--- TASK PROMPT ---
Among the lines of the records, please find those that contain the word "this" and copy them.

--- GIVEN DATA ---
Start of Block

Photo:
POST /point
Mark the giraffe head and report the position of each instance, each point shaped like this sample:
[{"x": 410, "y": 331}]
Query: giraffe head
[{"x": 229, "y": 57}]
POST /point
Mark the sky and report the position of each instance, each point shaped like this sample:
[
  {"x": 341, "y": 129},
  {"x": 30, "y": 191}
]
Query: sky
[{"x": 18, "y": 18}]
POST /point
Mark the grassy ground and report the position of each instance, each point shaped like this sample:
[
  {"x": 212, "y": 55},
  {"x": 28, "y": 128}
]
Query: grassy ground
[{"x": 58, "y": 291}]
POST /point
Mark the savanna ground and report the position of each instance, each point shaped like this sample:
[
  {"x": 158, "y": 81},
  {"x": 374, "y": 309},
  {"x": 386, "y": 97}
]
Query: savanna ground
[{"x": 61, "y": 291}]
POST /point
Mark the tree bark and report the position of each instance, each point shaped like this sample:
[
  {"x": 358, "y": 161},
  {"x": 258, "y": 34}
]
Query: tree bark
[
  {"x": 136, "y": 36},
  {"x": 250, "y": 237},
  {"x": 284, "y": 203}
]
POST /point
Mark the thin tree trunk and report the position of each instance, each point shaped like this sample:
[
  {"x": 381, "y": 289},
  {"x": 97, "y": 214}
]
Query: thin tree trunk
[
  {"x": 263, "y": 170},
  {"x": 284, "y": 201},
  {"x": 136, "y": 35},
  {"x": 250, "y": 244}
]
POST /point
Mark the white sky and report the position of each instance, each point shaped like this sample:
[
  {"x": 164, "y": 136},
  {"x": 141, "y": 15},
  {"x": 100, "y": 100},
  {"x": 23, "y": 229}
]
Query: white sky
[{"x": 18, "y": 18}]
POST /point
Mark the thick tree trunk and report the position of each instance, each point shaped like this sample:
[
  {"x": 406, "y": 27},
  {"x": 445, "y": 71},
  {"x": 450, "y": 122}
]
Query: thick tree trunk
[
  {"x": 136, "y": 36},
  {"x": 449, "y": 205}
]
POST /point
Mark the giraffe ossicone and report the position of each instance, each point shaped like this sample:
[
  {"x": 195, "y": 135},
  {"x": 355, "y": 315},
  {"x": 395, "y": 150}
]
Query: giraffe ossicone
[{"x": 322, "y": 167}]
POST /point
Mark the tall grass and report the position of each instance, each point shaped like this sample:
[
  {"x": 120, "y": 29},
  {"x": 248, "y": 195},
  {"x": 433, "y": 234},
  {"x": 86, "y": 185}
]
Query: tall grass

End of Block

--- ANSWER SPACE ---
Mark the giraffe head and report the position of each instance, each point shaped like this sample:
Mark the sky and report the position of each instance, each point shaped like this sample:
Mark the grassy ground and report the position of each instance, each point shaped like this sample:
Mark the savanna ground and report the position of each instance, each point shaped like this sample:
Mark the tree bark and report the position of each instance, each point shaped like this sample:
Mark the thin tree trunk and report the position of each instance, each point shaped like this sample:
Mark the white sky and report the position of each instance, each point shaped like this sample:
Mark the thick tree trunk and report the position of each instance, each point shaped like this sample:
Mark the giraffe ossicone and report the position of each instance, each point shaped like this sample:
Mark the tall grass and report the position of each instance, each point shaped like this sample:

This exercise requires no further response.